> [Required action]: Start at the line containing "trailer wheel? Mark that spot." and transcribe every line exactly through the end of the records below, and only those lines.

Segment Start: Extracted information

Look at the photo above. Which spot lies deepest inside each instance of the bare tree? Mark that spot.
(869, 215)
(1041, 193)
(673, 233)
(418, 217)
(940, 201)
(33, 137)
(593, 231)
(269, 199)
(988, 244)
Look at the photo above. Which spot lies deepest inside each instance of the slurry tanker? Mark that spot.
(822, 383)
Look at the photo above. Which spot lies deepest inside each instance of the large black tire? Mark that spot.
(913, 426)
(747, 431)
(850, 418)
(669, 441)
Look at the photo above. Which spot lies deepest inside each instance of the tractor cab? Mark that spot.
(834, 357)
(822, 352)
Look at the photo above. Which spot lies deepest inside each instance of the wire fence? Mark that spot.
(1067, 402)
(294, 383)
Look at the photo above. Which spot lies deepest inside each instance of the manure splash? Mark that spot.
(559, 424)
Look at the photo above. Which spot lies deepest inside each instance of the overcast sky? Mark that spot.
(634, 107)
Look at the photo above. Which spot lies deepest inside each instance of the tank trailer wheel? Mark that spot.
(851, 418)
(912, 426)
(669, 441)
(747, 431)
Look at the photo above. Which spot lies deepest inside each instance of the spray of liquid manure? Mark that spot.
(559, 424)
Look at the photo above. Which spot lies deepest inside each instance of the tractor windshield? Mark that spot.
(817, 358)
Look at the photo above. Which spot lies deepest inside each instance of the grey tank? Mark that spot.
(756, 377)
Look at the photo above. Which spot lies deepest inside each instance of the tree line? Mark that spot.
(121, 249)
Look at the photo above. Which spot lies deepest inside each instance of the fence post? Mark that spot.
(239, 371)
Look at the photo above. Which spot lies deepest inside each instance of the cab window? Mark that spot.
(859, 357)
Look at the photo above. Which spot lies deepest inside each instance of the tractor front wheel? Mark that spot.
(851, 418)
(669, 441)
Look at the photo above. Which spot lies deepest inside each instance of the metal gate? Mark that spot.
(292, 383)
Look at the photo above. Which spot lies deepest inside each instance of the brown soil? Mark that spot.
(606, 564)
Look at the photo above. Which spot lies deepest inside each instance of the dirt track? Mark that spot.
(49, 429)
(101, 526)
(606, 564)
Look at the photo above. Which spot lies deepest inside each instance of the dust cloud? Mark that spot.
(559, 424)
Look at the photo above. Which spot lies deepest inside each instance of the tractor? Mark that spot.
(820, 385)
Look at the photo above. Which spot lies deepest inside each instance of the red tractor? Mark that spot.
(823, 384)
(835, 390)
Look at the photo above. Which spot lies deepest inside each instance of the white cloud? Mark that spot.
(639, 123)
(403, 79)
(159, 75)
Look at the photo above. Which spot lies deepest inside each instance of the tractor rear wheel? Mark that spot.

Segment End: Extracted information

> [Your response]:
Look at the photo above. Which spot lies deepest inside each instance of the tank trailer wheel? Mark that spot.
(851, 418)
(912, 426)
(669, 441)
(747, 431)
Look at the photo above. Which spot lies deepest inside each instance of the spray of liquid manure? Mark that spot.
(559, 424)
Look at the photo above. Which spot lies deepest inside each instance of the tractor windshield? Mark that spot.
(817, 358)
Look at the photo above. Which spot lies deepest inside each instance of the grey tank? Mark that spot.
(756, 377)
Look at the photo above. Which spot lies deepest inside each instance of the tree line? Mark that spot.
(121, 249)
Look at the photo above. Which spot lies deepest inside each instance of the fence post? Mark that spot.
(239, 371)
Look at the photo above. Which spot lies deepest inside each instance of the cab window? Mark that spot.
(859, 357)
Look at the photo above. Which spot lies deepest inside each instance of the tractor front wheel? Mark that spot.
(851, 418)
(669, 441)
Look at the photo above. Which spot lies deepest inside each instance of the metal gate? Mark that spot.
(292, 383)
Look at the photo above. Which spot lies deepest inside each instance of the brown soil? Mark that spot.
(606, 564)
Look at the photo above. Which spot lies deepest inside each instance of the dirt track? Mark that spot.
(49, 429)
(101, 526)
(606, 564)
Look at the photo above. Which spot lies deepest inside each instance of the dust cloud? Mark that spot.
(559, 424)
Look at the photo above. Which spot lies deepest inside each instance of the tractor? Mark that spot.
(820, 385)
Look at the photo above. Which spot lies deepest inside each instance of the red tractor? Mark that spot.
(823, 384)
(835, 390)
Look at the photo above. Which spot lies deepest inside each instance of the white cloud? Mark that spot.
(639, 123)
(403, 79)
(159, 75)
Look at the photo above. Which spot lies deepest inside each instance of the tractor rear wheel? Mark that spot.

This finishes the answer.